EXCERPTED TEXT:
Thinx Teens included a blog and educational content section that answered period questions in accessible, non-clinical language. This served both audiences simultaneously. For teens it was a resource that made periods feel less scary. For parents it was evidence that the brand understood their daughter's experience and could be trusted. The content strategy was part of the design system, not an afterthought, integrated into the site architecture as a first-class section rather than buried in an FAQ.

Designing for Dual Users
The central design challenge was building a single experience that respected two fundamentally different users without splitting the site in two. A teen landing on the product page needed to feel understood. A parent landing on the same page needed to verify safety, fit, washing instructions, and value before spending on a product she had never bought before. Either audience treated as the primary one would push the other away.
The resolution was sequencing, not segmentation. Every touchpoint was designed to answer the teen's emotional question first and the parent's practical question next, inside the same frame. Lifestyle photography and playful copy opened the product story in a register that made the teen feel the brand understood her. The product information that followed, covering absorbency, materials, washing, and sizing, was written in plain language so the parent could verify the answers without hunting through a separate support page. Educational content about periods was integrated directly into the main site architecture rather than buried in an FAQ, which made it legible to both audiences as a shared resource.
Navigation followed the same logic. The main menu led with the categories a teen would use to shop. The resources a parent needed to feel confident about the purchase were one layer below but always within reach, never gated or siloed.
The result was a single experience that felt age-appropriate to the person wearing the product and trustworthy to the person paying for it. That shared trust is what made the tri-brand navigation work and the 25.37% cross-brand discovery rate possible.
The Brand Layer
Within the universal Thinx Inc. design system, Thinx Teens had its own distinct token layer. Color palette shifted to softer, more playful tones. Typography felt lighter and more approachable than the Thinx main brand. Iconography and illustration style were age-appropriate without being juvenile. Patterns and limited edition colorways became a genuine differentiator, generating interest from adult Thinx customers who discovered Thinx Teens through the tri-brand navigation and wanted the same aesthetic.

RECORDS SUPPLIED:

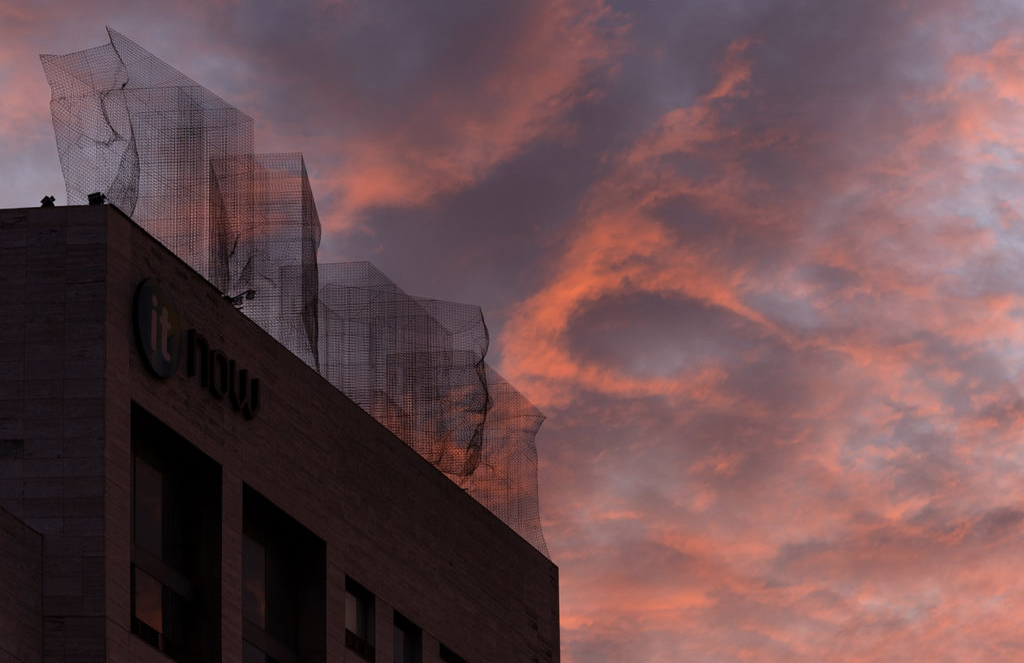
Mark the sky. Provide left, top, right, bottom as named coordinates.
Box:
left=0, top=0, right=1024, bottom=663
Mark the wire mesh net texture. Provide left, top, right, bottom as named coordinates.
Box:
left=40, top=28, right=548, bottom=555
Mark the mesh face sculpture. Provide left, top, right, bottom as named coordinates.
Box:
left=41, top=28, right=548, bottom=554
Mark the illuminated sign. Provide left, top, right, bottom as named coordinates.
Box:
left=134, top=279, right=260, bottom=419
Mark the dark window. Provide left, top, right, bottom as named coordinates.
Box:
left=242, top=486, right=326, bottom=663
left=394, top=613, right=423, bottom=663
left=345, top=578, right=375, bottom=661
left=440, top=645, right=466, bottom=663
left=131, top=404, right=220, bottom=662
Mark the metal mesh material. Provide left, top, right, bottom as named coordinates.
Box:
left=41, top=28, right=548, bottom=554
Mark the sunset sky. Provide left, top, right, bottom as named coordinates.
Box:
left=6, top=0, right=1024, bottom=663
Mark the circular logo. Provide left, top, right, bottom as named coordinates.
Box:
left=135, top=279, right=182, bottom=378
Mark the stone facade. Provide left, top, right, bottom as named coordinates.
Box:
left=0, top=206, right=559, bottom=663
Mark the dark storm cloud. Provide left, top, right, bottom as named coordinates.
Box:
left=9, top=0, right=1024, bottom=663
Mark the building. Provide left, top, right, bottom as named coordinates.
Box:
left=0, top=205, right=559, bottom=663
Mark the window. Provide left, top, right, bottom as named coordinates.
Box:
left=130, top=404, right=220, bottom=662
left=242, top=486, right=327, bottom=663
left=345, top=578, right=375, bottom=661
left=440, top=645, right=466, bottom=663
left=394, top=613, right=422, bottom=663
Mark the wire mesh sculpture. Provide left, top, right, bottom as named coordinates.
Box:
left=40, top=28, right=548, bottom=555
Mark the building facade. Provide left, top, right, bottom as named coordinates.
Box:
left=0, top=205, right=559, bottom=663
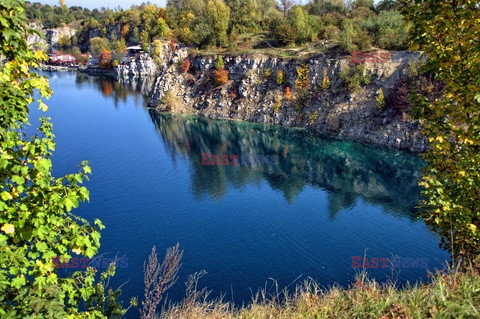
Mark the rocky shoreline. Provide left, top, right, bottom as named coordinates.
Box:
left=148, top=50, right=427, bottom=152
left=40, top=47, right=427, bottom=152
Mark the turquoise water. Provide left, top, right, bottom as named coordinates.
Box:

TASK BRIEF:
Continue the text on the Thinx Teens site design from its last sentence.

EXERCISE RESULT:
That crossover traffic was evidence that the brand token layer had done its job. Thinx Teens felt distinct enough to attract its own audience while living coherently within the Thinx Inc. family.
Impact
Conversion rate: 5.52%
Revenue increase: +27.1% (highest across all three brands)
Cross-brand traffic:
Thinx Teens → Thinx: 25.37%
Thinx Teens → Speax: 7.94%
Reflection
This was the most emotionally complex design problem I’ve worked on. Most ecommerce UX is about reducing friction on the path to purchase. Thinx Teens required thinking about the emotional state of a 13-year-old who might be embarrassed to even be on this website, and the parent who might be relieved she doesn't have to explain something she's been avoiding.
The thing I'm most proud of is that the brand didn't talk down to teenagers. A lot of "designed for teens" products feel like adults trying to seem relatable. Thinx Teens felt like it was genuinely made for them. The patterns were cool. The language was honest. The experience treated young people as capable of understanding their own bodies. That was a deliberate design choice at every level, from the visual system to the content hierarchy to the tone of every label and button.
Getting that right required listening to the research, trusting what teenagers actually said in the focus groups rather than what adults assumed they wanted, and making design decisions that served the user first.